WORK TO BE COMPLETED:
For the entries that follow, restate word for word the line containing "positive clicks: (125, 206) (64, 76)", the line containing "33L3 32L2 263L239", and every line that lies between them.

### DATA FOR REVIEW ###

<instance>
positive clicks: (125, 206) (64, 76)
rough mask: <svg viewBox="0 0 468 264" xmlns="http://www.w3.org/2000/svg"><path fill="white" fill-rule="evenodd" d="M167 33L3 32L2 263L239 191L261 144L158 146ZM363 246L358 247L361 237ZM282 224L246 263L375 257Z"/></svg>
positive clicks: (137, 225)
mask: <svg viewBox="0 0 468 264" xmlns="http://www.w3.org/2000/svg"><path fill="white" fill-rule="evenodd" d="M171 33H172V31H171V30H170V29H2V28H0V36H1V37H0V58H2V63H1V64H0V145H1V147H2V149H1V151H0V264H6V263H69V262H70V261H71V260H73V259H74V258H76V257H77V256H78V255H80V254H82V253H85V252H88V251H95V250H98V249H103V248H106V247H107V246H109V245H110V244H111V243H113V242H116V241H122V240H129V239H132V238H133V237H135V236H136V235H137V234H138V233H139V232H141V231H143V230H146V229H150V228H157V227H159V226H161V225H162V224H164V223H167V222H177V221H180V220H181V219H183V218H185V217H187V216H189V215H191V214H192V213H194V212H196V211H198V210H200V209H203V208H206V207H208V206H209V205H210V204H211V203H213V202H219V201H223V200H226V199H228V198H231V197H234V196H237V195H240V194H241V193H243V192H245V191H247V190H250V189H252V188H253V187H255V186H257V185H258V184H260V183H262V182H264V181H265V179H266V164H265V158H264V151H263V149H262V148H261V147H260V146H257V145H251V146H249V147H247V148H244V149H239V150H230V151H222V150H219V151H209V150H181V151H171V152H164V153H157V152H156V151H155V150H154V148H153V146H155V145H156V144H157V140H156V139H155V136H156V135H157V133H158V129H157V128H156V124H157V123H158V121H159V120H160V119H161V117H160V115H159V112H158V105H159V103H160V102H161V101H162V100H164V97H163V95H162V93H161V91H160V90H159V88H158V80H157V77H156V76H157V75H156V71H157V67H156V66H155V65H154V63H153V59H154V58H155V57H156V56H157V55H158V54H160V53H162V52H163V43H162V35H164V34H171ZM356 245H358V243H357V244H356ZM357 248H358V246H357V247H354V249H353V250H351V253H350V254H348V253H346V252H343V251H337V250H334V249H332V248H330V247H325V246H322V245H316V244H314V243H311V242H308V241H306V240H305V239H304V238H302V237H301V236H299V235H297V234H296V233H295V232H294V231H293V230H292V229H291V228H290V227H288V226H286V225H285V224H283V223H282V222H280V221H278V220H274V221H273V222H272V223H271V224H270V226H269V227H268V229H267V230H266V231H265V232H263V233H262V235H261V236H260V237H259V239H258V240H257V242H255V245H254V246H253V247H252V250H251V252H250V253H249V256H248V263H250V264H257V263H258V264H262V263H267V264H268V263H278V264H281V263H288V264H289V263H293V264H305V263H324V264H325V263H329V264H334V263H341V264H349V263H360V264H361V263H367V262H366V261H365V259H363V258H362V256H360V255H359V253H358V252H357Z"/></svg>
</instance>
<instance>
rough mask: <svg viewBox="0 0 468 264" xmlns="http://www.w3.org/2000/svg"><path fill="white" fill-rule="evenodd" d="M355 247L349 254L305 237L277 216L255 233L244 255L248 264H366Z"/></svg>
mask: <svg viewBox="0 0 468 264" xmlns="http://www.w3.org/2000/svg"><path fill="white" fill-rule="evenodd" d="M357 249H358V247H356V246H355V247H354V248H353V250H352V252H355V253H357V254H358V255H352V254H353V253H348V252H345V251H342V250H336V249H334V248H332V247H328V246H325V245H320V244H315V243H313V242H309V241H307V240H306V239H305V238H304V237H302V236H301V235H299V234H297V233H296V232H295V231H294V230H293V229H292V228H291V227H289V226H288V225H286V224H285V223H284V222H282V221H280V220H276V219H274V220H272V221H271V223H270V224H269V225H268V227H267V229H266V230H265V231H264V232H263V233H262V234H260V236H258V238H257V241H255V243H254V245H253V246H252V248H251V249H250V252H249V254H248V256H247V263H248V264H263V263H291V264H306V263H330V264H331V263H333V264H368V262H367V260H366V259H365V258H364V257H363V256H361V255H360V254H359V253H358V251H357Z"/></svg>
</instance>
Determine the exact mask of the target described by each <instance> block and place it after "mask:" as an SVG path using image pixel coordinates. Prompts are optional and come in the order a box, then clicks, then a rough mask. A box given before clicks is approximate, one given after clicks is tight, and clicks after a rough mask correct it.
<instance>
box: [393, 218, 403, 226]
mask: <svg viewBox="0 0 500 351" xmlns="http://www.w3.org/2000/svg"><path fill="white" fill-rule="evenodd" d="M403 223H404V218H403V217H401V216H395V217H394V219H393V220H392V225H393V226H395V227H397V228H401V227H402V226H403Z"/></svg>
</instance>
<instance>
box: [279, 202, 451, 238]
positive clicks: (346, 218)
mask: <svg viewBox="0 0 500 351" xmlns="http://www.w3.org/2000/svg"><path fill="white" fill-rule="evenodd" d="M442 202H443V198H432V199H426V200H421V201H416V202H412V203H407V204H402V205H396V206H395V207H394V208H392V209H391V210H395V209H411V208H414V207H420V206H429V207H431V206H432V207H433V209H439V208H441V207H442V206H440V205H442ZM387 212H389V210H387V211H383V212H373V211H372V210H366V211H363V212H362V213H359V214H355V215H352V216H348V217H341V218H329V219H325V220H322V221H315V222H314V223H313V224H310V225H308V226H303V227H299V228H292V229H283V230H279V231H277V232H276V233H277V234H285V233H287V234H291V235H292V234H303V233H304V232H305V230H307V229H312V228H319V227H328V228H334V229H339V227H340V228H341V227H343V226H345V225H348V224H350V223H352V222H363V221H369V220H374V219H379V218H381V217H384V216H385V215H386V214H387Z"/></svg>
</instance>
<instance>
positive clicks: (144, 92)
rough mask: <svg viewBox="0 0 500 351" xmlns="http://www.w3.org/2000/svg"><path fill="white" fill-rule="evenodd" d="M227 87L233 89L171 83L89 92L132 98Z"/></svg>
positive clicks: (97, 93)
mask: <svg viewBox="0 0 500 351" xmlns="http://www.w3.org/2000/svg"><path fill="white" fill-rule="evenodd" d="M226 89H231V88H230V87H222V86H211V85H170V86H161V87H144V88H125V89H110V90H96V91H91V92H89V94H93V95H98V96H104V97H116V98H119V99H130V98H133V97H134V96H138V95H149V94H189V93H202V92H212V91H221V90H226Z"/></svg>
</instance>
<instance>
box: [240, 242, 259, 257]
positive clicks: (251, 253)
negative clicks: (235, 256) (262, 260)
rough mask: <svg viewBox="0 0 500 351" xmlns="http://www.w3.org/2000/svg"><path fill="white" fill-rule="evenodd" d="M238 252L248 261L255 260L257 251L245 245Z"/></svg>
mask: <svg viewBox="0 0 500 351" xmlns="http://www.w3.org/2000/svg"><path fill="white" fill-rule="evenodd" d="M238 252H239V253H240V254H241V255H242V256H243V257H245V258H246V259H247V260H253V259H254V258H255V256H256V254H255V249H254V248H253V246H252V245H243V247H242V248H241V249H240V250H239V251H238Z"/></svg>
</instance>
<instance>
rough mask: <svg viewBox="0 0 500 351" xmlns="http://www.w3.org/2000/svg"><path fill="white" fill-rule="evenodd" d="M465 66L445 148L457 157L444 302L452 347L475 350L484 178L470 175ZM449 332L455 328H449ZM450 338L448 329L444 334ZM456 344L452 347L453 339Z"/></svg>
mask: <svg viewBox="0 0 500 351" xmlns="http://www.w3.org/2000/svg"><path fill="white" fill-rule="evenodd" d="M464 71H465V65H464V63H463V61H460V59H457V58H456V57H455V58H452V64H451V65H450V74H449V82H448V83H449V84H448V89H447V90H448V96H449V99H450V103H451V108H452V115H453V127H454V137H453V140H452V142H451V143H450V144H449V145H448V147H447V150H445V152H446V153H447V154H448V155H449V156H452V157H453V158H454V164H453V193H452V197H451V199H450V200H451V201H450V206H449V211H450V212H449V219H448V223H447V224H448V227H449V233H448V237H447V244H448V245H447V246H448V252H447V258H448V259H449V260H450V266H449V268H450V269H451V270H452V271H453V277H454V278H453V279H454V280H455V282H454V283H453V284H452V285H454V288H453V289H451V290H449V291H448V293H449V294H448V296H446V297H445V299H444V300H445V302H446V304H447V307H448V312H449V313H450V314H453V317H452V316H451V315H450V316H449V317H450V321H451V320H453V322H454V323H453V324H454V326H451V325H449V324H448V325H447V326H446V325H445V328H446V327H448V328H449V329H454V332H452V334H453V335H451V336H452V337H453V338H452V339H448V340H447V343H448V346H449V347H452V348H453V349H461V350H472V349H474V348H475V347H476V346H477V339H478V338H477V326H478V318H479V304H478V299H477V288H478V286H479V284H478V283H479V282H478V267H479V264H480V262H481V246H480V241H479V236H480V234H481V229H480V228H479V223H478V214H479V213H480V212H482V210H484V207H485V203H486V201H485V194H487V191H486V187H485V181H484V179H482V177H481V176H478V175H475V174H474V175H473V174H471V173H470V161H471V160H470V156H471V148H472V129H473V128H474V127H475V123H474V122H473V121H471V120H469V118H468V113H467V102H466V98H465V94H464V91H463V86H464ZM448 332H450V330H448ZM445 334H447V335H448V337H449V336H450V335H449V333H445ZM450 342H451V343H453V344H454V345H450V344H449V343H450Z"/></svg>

###

ANSWER TO THE EXERCISE:
positive clicks: (125, 206) (64, 76)
rough mask: <svg viewBox="0 0 468 264" xmlns="http://www.w3.org/2000/svg"><path fill="white" fill-rule="evenodd" d="M167 33L3 32L2 263L239 191L261 144L158 146ZM363 246L358 247L361 237ZM282 224L246 263L375 257Z"/></svg>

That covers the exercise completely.